── Excerpted passage
The best thing to do is have a good theoretical understanding of which variables are most important and why. This typically comes out in your literature review.
In addition to seeing which variables are most significant, multiple regression allows us to “estimate” the size of a significant effect upon a dependent variable. Our as our cars_multiple model shows:
summary(cars_multiple)
##
## Call:
## lm(formula = hp ~ mpg + wt + cyl, data = mtcars)
##
## Residuals:
## Min 1Q Median 3Q Max
## -60.041 -21.622 -7.177 15.235 125.753
##
## Coefficients:
## Estimate Std. Error t value Pr(>|t|)
## (Intercept) 115.662 113.207 1.022 0.31567
## mpg -4.220 2.778 -1.519 0.14002
## wt -12.135 14.382 -0.844 0.40596
## cyl 25.025 7.486 3.343 0.00237 **
## ---
## Signif. codes: 0 '***' 0.001 '**' 0.01 '*' 0.05 '.' 0.1 ' ' 1
##
## Residual standard error: 38.41 on 28 degrees of freedom
## Multiple R-squared: 0.7165, Adjusted R-squared: 0.6861
## F-statistic: 23.58 on 3 and 28 DF, p-value: 8.064e-08
[hp is the dependent value, cyl is the independent variable. as cyl go up by 1, horsepower goes up by 25.025]
“CYL” has an “Estimate” (sometimes called a “Beta” or “Beta coefficient”) of 25.025. Because CYL is significant, this means that, all things being equal, if you add an extra cylinder to a car, it increases the HP by 25 points.
“WT” is not significant in this model, but lets pretend it was. WT has an Estimate of -12.1. This means that every time “WT” goes up by 1, “HP” goes down by 12.1.
In this case, “WT” is the weight in tons, so it makes sense that an extra ton of weight reduces HP.
An easy way to interpret the Estimate is by saying “when [independent variable] does up by”1”, the [dependent variable] goes [up/down] by [Estimate]“.
diamonds_price<-lm(price~carat+depth+table,data=diamonds)
summary(diamonds_price)
────
── Items
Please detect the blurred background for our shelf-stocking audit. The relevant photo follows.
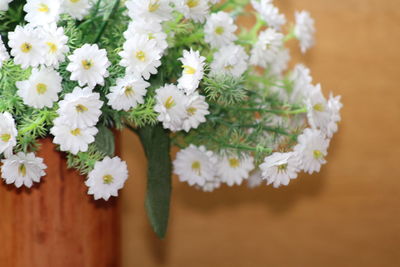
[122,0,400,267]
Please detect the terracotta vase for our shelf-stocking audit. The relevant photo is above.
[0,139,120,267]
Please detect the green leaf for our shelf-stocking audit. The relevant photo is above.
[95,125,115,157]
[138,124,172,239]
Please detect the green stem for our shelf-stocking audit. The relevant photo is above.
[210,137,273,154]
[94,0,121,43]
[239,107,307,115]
────
── Items
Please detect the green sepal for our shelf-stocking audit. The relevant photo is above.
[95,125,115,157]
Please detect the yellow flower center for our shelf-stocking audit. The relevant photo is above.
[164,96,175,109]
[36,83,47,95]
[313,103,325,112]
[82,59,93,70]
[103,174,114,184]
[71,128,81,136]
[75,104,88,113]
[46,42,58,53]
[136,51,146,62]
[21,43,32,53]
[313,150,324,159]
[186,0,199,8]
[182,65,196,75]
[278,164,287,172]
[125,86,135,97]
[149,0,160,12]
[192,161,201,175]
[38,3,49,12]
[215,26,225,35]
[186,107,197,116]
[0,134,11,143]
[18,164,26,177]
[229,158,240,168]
────
── Items
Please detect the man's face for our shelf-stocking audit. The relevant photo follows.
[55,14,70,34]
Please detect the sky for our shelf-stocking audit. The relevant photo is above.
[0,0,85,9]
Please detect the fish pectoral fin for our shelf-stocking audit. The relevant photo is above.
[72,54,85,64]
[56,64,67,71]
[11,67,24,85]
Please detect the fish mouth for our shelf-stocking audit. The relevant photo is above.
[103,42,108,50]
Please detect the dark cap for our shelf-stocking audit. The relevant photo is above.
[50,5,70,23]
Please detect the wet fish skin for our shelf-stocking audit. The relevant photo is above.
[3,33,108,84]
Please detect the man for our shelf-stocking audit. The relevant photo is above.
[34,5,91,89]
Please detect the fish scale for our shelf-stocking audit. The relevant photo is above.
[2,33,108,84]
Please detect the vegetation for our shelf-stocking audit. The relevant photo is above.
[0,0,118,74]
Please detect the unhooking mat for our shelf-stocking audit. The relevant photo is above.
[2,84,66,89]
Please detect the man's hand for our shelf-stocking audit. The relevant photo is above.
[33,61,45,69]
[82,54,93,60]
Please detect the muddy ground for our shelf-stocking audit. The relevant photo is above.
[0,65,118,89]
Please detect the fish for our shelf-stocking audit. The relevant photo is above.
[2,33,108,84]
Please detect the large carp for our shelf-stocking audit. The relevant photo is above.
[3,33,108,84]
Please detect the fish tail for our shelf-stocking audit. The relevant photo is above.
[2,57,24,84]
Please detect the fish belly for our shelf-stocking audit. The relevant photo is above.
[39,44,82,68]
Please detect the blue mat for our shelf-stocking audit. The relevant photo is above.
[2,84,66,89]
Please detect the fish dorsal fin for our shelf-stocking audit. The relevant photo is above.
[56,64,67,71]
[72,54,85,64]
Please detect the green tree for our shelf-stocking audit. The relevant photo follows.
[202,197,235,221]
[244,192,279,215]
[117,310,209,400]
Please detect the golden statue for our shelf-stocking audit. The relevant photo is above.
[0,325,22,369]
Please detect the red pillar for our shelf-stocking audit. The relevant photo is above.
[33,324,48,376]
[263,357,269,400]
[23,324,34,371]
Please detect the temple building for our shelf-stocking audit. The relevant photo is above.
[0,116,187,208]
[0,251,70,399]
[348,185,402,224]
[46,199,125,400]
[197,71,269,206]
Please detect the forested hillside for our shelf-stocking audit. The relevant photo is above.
────
■ Required work ■
- A) In the multiple regression passage, check whether each statement agrees with the text: (i) the cyl variable has an Estimate of 25.025, (ii) WT is significant in the model, and (iii) WT measures weight in pounds. For each, answer yes or no and quote the deciding words.
- B) Reproduce word for word the stretch of the multiple regression passage from "The best thing" through "data = mtcars)".

■ Solutions to the problems ■
- A)
(i) Yes: "“CYL” has an “Estimate” (sometimes called a “Beta” or “Beta coefficient”) of 25.025."
(ii) No: "“WT” is not significant in this model, but lets pretend it was."
(iii) No: "In this case, “WT” is the weight in tons"

- B)
The best thing to do is have a good theoretical understanding of which variables are most important and why. This typically comes out in your literature review.
In addition to seeing which variables are most significant, multiple regression allows us to “estimate” the size of a significant effect upon a dependent variable. Our as our cars_multiple model shows:
summary(cars_multiple)
##
## Call:
## lm(formula = hp ~ mpg + wt + cyl, data = mtcars)